● **INFORMATION SUPPLIED**
^^^^^^^^^^^^^^^^

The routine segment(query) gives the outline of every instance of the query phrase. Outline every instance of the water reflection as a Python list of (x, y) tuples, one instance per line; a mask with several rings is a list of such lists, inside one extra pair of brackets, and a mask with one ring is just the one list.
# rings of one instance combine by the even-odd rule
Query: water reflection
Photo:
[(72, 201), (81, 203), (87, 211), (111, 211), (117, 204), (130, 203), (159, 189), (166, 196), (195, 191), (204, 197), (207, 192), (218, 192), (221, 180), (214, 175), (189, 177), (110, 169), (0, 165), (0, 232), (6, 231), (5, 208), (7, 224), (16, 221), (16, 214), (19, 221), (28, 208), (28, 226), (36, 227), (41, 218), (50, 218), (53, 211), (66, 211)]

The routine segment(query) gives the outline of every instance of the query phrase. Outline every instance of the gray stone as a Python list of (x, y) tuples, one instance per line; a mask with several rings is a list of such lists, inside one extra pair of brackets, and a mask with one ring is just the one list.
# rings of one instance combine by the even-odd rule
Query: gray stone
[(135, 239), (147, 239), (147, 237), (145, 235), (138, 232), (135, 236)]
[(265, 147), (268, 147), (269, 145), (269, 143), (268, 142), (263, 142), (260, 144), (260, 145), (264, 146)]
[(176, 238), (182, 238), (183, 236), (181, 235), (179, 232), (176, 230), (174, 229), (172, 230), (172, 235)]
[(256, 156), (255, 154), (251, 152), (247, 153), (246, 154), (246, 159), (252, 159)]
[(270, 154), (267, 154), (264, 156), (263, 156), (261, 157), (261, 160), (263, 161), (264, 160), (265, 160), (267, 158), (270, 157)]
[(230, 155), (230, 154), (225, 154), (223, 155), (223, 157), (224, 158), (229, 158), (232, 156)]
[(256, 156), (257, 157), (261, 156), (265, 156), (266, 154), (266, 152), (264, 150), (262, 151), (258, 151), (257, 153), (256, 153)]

^^^^^^^^^^^^^^^^

● **SET TASK**
Reproduce the lines above verbatim, all of them, in order.

● **EXERCISE ANSWER**
The routine segment(query) gives the outline of every instance of the query phrase. Outline every instance of the water reflection as a Python list of (x, y) tuples, one instance per line; a mask with several rings is a list of such lists, inside one extra pair of brackets, and a mask with one ring is just the one list.
# rings of one instance combine by the even-odd rule
Query: water reflection
Photo:
[(72, 201), (81, 203), (87, 211), (111, 211), (117, 204), (130, 203), (159, 189), (166, 196), (195, 191), (204, 197), (207, 192), (218, 192), (221, 180), (214, 175), (189, 177), (110, 169), (0, 165), (0, 232), (6, 231), (5, 208), (7, 224), (16, 221), (16, 214), (19, 221), (28, 208), (28, 226), (36, 227), (41, 218), (50, 218), (53, 211), (66, 211)]

The routine segment(query) gives the outline of every instance of the query phrase. Outline every instance of the gray stone as a Python list of (x, y) tuples, one instance per line; a mask with several rings is a list of such lists, inside one extra pair of brackets, and a mask with one ring is just the one list.
# rings of one instance combine by the even-odd rule
Query: gray stone
[(135, 239), (147, 239), (147, 237), (145, 235), (138, 232), (135, 236)]
[(265, 147), (268, 147), (269, 145), (269, 143), (268, 142), (263, 142), (260, 144), (260, 145), (264, 146)]
[(176, 238), (182, 238), (183, 236), (181, 235), (179, 232), (176, 230), (174, 229), (172, 230), (172, 235)]
[(256, 156), (255, 154), (251, 152), (247, 153), (246, 154), (246, 159), (252, 159)]
[(270, 154), (267, 154), (264, 156), (263, 156), (261, 157), (261, 160), (263, 161), (264, 160), (265, 160), (267, 158), (270, 157)]
[(230, 155), (230, 154), (225, 154), (223, 155), (223, 157), (224, 158), (229, 158), (232, 156)]
[(256, 156), (257, 157), (261, 156), (265, 156), (266, 154), (266, 152), (264, 150), (262, 151), (258, 151), (257, 153), (256, 153)]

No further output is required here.